#### Extract provided
··········

'Volunteers in Medicine' misses the target
Volunteers will staff facility in El Cajon
By Anne Krueger
San Diego Union-Tribune
May 2, 2005
Almost four years after Dr. Gresham Bayne of Point Loma heard the pitch for a clinic staffed by volunteer physicians, the medical facility is close to becoming a reality.
Bayne said the clinic will serve thousands of El Cajon residents who can’t afford medical insurance but earn too much to qualify for low-income medical programs such as Medi-Cal.
The clinic will be the first in California to be opened by Volunteers in Medicine, a national organization that works to bring together retired health professionals and patients who don’t have medical insurance. Since 1993, when the group opened its first clinic in Hilton Head Island, S.C., 31 clinics have been set up nationwide.
John Hughes, who heads social service programs for San Diego County Methodist churches, said patients at the clinic will receive “Nordstrom-quality care.” When they arrive, they will be welcomed by a greeter. All services, including medications, are provided at no cost.
Bayne said opponents were concerned the clinic would attract homeless people to the area. He said all new patients will be screened by a social worker to determine whether they are eligible for care, and homeless people will be referred to community clinics.
“We don’t anticipate seeing homeless people except once by mistake,” he said.
http://www.signonsandiego.com/news/metro/20050502-9999-1m2vols.html
Comment: What was that again? Free Nordstrom-quality care but not for those as needy as the homeless?
Apparently the founders of this clinic acknowledge that community clinics should fulfill the role of providing services to the needy, as long as they’re the homeless type. Also they would probably agree that higher-income individuals, insured or not, should receive their care in the private sector. So what is their targeted patient population? Nordstrom-quality health care shoppers who happen to be uninsured? Is there really a sector of individuals who cannot afford private care, but who are of a social class that shouldn’t stoop to utilizing community clinics when private charity can enable access to Nordstrom-quality care?
As with so many other well intentioned efforts, it appears that these individuals have designed a solution without adequately defining the problems. Community clinics already exist and provide a safety-net access to at least basic care for the uninsured who cannot afford private services. We do not need special clinics that are designed to serve an elite sector of the uninsured. Instead, we need to enact policies that would ensure that everyone has insurance.
A proper framing of the problem would lead to solutions that would restructure the way that we fund health care. The obvious solution is universal health insurance. This would not only address the problems of the elite uninsured, it would also ensure that community clinics are adequately funded so that they can provide more comprehensive services in those communities that fail to attract an adequate number of private sector providers.
Let’s get real about fixing our broken system of funding health care. We can begin by first understanding the problems.

··········

#### Natural-language object grounding data
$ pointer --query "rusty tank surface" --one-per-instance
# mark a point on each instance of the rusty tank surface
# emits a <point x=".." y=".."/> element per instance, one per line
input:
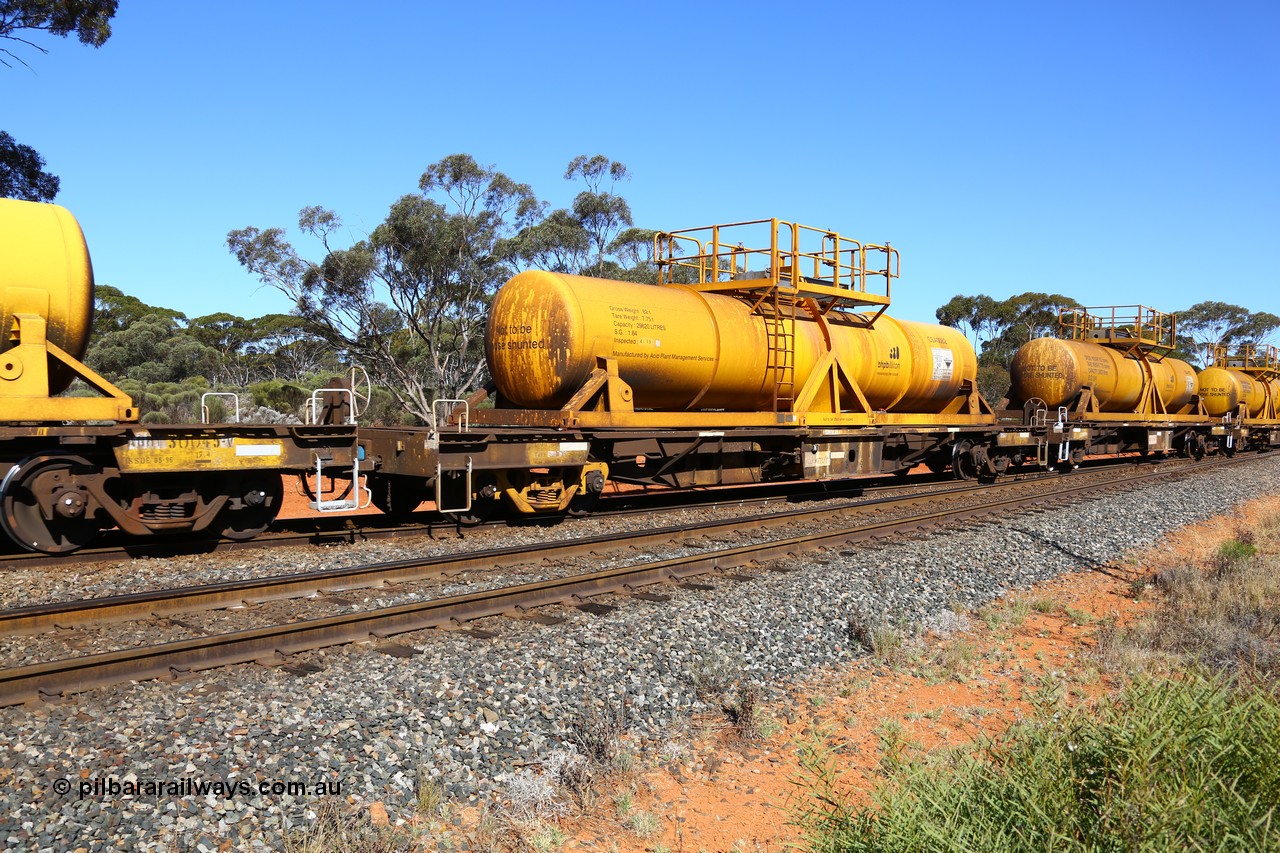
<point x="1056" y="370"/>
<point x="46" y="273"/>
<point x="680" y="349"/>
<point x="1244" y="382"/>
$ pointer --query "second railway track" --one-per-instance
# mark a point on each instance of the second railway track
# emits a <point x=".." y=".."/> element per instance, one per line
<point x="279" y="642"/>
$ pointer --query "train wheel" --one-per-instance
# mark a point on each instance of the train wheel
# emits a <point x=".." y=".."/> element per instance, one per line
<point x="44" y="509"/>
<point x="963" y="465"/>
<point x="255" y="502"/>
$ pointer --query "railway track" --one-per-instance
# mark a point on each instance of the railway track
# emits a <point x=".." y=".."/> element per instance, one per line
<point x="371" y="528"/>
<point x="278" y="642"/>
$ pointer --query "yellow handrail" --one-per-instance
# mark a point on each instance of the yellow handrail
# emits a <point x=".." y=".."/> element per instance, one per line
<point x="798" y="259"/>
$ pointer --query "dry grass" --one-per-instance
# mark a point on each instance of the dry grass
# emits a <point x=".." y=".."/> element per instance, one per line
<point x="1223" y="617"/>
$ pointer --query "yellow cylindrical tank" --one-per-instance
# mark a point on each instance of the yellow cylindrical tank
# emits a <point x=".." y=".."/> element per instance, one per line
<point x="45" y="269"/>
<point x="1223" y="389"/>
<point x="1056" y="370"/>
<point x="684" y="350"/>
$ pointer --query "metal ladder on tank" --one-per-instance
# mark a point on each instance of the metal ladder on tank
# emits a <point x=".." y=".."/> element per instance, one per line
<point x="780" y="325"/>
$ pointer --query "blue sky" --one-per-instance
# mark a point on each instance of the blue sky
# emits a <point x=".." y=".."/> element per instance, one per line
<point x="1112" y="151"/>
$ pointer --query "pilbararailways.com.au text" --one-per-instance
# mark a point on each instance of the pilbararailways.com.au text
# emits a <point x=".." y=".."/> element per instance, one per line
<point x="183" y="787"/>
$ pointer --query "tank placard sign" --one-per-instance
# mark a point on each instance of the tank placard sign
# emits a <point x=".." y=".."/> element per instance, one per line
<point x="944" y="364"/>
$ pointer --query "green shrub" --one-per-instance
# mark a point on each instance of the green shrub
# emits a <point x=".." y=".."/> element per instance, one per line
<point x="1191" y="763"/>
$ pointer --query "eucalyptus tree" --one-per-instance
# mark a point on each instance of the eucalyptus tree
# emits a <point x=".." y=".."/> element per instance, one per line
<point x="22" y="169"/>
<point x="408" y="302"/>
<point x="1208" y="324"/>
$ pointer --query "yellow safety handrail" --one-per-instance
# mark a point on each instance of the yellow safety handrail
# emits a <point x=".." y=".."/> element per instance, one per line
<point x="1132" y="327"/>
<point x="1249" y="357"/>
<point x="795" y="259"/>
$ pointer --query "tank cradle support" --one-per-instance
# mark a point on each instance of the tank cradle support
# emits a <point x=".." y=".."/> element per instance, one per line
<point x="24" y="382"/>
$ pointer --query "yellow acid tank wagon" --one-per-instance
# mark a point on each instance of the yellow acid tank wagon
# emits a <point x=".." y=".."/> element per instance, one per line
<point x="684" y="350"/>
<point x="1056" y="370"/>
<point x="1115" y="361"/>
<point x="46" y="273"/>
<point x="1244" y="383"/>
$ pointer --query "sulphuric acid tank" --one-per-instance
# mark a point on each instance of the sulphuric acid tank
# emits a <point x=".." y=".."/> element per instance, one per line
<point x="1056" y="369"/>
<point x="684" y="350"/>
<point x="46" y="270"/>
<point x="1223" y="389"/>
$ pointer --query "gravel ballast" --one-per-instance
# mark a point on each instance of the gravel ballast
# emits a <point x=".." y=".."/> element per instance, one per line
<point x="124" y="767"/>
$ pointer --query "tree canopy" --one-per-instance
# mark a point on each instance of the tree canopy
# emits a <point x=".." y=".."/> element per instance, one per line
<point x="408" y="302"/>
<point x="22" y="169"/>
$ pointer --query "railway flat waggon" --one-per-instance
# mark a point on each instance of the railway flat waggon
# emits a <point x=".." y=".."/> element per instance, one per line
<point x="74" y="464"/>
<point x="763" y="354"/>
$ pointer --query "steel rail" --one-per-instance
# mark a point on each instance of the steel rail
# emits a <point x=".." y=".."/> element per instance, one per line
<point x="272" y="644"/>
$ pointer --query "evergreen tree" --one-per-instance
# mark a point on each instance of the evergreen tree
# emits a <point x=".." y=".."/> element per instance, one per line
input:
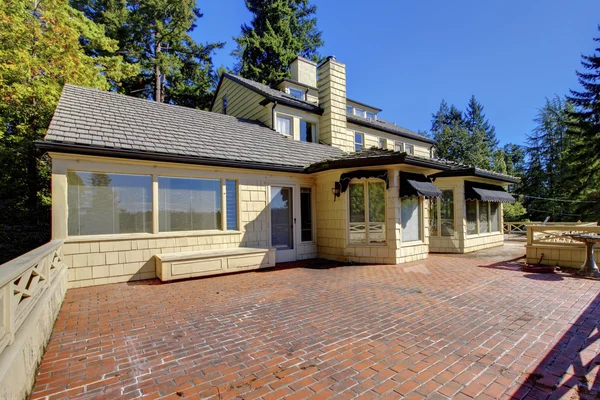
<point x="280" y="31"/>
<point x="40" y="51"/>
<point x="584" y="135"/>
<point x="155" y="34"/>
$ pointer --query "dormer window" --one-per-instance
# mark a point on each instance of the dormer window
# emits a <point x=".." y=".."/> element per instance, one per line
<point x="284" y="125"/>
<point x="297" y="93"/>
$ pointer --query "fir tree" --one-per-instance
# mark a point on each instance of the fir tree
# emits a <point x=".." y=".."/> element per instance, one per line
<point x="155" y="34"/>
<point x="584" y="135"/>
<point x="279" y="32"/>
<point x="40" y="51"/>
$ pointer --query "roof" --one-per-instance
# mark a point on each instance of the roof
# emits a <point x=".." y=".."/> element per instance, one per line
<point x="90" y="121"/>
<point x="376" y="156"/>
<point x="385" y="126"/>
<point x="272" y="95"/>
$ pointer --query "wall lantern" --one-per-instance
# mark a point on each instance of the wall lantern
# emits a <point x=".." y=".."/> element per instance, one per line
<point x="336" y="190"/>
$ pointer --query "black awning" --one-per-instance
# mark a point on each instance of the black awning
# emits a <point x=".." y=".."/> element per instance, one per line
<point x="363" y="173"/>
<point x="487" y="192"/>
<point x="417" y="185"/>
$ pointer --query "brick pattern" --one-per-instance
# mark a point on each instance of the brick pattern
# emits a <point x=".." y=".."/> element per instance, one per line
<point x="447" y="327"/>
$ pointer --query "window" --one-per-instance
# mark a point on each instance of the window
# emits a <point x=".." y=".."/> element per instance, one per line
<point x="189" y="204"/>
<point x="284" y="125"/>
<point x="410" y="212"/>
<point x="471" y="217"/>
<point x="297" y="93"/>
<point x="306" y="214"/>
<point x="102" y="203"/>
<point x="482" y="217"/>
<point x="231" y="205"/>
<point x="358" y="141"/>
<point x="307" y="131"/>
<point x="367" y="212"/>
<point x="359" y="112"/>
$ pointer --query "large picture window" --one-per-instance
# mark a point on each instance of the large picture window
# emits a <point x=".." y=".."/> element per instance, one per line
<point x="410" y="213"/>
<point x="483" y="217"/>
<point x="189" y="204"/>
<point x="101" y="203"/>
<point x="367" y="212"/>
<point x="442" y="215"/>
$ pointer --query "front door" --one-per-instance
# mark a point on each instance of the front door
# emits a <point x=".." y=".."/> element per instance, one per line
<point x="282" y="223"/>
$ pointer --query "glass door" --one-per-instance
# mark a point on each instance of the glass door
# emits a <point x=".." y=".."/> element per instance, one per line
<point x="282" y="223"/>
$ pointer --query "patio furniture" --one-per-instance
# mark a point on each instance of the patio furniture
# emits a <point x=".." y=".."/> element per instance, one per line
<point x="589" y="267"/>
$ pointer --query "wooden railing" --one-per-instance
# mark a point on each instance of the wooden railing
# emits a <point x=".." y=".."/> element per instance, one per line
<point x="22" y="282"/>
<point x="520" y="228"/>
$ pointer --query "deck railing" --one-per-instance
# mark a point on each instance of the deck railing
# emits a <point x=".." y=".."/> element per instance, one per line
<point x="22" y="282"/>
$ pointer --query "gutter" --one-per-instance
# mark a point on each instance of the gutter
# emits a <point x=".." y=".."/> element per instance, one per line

··········

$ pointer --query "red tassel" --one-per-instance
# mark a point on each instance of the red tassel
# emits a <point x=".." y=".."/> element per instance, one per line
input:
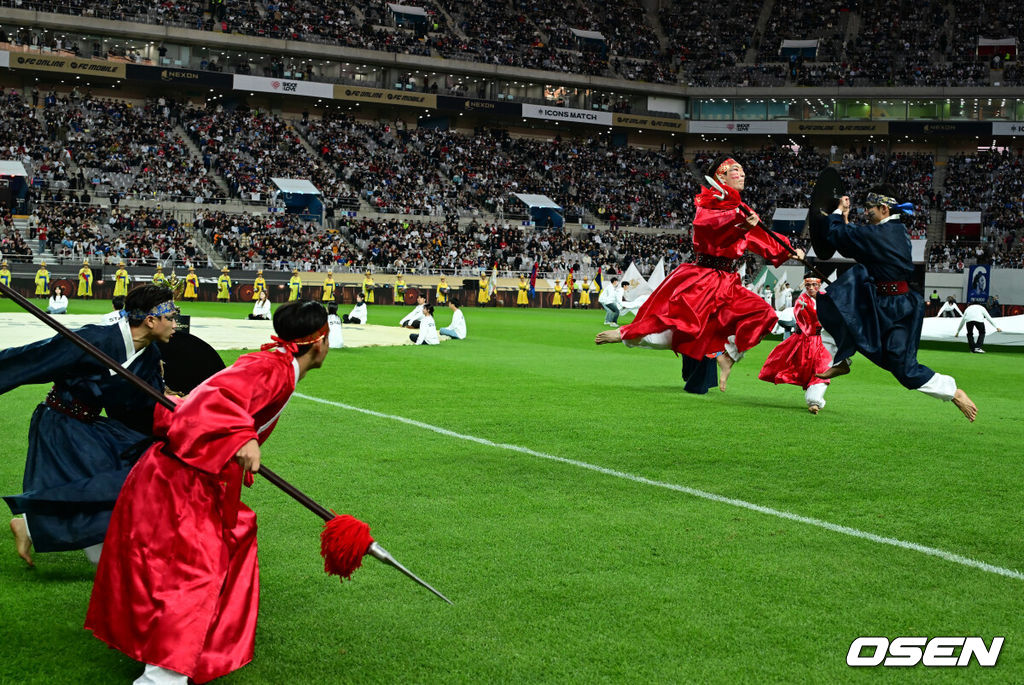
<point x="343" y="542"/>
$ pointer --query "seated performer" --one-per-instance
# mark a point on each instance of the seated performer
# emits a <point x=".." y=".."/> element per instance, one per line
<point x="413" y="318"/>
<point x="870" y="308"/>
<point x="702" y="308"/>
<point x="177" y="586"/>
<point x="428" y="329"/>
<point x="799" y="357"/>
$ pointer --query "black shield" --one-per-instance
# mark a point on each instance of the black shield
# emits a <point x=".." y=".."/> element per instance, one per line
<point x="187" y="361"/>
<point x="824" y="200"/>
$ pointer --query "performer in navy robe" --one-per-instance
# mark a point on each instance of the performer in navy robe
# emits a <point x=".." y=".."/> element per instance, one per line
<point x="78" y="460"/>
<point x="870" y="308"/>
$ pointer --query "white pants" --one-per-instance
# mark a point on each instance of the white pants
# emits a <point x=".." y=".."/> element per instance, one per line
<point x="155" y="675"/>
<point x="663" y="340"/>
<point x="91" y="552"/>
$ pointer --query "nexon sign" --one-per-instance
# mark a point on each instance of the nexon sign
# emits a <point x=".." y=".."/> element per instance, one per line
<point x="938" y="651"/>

··········

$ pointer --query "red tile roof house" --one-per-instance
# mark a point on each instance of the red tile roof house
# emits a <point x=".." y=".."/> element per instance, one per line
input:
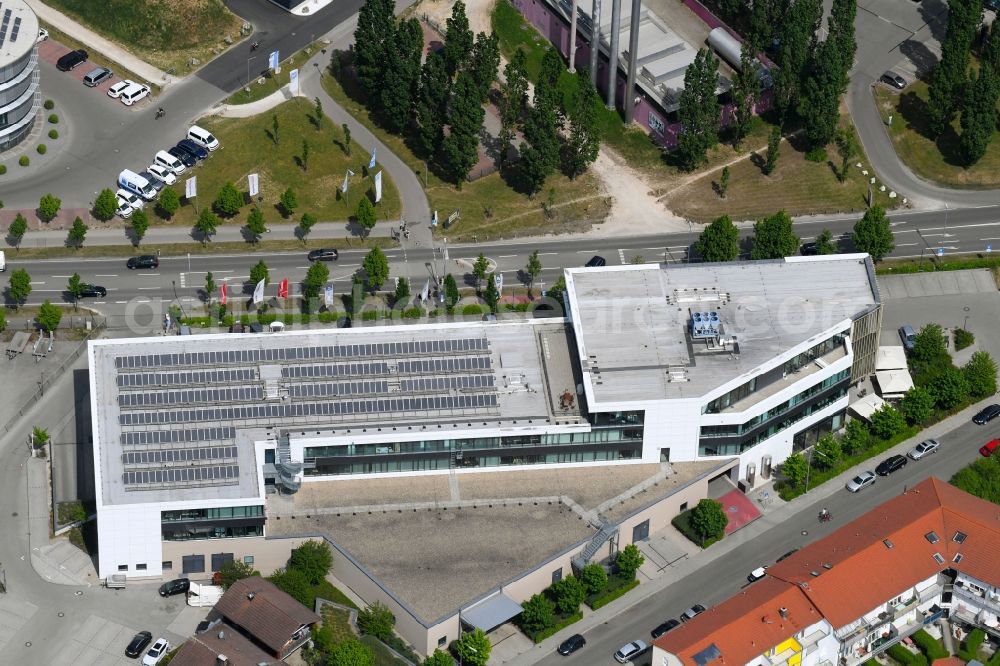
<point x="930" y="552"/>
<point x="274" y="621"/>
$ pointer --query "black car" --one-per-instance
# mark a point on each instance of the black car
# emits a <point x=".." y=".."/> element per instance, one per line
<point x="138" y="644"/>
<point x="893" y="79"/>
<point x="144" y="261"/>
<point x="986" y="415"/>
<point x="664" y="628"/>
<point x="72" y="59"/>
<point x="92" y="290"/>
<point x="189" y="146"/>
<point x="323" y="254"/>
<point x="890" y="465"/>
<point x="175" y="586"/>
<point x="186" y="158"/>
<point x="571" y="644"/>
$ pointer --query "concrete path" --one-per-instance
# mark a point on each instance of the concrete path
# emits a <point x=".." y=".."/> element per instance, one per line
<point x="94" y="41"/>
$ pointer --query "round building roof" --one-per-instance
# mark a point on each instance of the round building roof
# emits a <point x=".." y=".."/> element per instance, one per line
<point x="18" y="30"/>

··········

#### Assignment 1
Answer from the clinic article:
(a) Where and in what year did Volunteers in Medicine open its first clinic?
(b) Who will screen all new patients to determine their eligibility for care?
(c) What does the comment call the obvious solution?
#### Assignment 2
Revise the part of the clinic article that opens with the words "Bayne said opponents" and closes with "to community clinics.", putting "a nurse" in place of "a social worker".
The items are separate material with no connection to the clinic article.

#### Response area 1
(a) Hilton Head Island, S.C., in 1993.
(b) A social worker.
(c) Universal health insurance.

#### Response area 2
Bayne said opponents were concerned the clinic would attract homeless people to the area. He said all new patients will be screened by a nurse to determine whether they are eligible for care, and homeless people will be referred to community clinics.